§ **Directions**: Copy the rows from the beginning through the line containing "left=342, top=188, right=398, bottom=286", both ends included, and swap "leg" for "arm". Leave everything else as it is.

§ **Recorded information**:
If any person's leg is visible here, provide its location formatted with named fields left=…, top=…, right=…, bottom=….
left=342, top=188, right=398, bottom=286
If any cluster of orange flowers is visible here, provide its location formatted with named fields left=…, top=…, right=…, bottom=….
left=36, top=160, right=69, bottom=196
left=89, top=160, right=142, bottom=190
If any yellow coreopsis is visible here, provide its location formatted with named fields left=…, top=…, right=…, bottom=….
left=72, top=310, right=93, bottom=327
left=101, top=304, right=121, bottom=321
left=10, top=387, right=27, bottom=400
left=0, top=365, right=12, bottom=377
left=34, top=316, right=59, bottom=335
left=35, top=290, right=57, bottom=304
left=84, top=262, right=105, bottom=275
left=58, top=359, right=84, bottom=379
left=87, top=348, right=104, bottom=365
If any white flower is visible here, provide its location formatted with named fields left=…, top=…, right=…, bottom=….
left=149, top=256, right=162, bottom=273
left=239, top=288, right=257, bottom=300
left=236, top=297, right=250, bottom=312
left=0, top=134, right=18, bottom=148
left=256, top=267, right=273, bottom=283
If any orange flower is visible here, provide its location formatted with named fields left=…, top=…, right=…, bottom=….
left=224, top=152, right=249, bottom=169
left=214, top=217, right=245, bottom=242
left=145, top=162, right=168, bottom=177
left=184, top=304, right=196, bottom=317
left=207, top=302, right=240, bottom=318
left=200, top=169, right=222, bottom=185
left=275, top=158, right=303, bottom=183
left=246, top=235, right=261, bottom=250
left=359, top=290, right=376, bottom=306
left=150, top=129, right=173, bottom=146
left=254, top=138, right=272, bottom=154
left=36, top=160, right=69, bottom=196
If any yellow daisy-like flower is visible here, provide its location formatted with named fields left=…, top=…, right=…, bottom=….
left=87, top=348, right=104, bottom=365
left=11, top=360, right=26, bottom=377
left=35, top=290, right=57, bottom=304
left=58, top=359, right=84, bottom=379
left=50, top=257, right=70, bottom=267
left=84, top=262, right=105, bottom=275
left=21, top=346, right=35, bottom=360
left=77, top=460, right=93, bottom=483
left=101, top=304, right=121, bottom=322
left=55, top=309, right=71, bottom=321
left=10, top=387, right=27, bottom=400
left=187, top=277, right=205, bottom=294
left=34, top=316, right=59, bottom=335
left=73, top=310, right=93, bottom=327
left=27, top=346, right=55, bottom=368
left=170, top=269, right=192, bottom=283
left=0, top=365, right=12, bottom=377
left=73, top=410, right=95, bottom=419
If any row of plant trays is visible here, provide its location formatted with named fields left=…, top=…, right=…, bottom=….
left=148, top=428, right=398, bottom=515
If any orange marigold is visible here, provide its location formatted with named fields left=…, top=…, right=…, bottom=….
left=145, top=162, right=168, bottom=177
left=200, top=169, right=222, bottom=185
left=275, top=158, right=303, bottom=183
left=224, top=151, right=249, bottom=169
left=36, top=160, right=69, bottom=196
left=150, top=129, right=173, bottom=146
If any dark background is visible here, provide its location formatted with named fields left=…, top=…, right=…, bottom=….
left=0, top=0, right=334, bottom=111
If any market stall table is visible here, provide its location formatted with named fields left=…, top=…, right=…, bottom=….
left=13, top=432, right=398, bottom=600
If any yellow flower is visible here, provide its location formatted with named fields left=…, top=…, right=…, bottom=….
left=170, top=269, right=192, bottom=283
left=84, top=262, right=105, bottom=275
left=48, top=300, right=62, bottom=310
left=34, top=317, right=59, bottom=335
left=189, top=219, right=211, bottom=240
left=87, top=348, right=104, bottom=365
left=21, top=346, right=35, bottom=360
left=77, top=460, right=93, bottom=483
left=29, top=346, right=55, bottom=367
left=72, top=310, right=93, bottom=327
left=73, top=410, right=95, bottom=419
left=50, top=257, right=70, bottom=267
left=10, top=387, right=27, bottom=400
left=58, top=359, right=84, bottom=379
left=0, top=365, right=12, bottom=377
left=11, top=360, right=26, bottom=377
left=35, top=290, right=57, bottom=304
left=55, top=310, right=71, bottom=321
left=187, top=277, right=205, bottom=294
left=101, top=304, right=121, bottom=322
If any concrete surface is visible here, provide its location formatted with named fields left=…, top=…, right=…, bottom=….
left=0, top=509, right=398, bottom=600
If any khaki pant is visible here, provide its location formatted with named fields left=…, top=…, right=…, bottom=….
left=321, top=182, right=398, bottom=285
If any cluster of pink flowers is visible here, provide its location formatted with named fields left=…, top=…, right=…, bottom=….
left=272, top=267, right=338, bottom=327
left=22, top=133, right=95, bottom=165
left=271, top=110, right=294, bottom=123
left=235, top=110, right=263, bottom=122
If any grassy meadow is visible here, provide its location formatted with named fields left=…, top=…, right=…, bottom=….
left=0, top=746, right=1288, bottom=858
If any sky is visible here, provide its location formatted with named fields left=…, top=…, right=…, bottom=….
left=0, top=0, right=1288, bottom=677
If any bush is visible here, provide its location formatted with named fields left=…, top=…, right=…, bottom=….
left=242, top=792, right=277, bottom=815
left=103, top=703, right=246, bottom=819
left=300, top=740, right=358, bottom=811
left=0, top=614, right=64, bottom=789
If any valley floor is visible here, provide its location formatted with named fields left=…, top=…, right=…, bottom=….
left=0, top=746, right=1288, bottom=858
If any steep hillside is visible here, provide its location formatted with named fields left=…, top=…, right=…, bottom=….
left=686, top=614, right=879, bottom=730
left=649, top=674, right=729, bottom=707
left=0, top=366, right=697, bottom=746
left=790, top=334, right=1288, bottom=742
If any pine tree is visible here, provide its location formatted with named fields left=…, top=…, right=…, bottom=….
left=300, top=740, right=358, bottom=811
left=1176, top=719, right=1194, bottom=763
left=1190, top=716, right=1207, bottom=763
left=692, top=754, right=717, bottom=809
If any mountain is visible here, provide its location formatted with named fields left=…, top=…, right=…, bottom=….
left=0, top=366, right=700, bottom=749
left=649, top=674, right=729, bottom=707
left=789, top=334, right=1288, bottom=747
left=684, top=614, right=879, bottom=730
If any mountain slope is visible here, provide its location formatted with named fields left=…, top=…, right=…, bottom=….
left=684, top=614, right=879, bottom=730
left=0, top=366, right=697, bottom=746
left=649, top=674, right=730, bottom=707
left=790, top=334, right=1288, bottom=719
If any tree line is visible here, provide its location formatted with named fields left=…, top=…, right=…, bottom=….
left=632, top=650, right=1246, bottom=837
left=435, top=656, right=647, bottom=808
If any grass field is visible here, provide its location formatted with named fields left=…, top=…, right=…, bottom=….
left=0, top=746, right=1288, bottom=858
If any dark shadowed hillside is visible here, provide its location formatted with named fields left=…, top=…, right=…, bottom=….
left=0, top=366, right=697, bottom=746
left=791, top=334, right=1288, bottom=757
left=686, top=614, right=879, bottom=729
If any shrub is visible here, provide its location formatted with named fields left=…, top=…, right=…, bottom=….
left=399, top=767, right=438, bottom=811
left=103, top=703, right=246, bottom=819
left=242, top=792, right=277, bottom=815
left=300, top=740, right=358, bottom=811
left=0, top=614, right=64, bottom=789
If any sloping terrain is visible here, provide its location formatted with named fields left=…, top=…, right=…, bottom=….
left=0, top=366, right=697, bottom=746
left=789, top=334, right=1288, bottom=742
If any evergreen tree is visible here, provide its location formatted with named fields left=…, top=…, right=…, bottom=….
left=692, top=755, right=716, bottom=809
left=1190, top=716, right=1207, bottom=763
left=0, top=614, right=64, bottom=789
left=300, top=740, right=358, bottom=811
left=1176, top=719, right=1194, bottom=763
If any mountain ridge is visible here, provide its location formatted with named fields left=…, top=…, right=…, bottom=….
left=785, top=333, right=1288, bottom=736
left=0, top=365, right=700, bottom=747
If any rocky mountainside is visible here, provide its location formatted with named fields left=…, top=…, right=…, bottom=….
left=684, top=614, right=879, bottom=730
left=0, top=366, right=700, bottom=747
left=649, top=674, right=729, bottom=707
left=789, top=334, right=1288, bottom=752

§ **Solution to the problem**:
If any person's arm is visible here, provide its location formatted with named fields left=…, top=…, right=…, bottom=….
left=342, top=188, right=398, bottom=286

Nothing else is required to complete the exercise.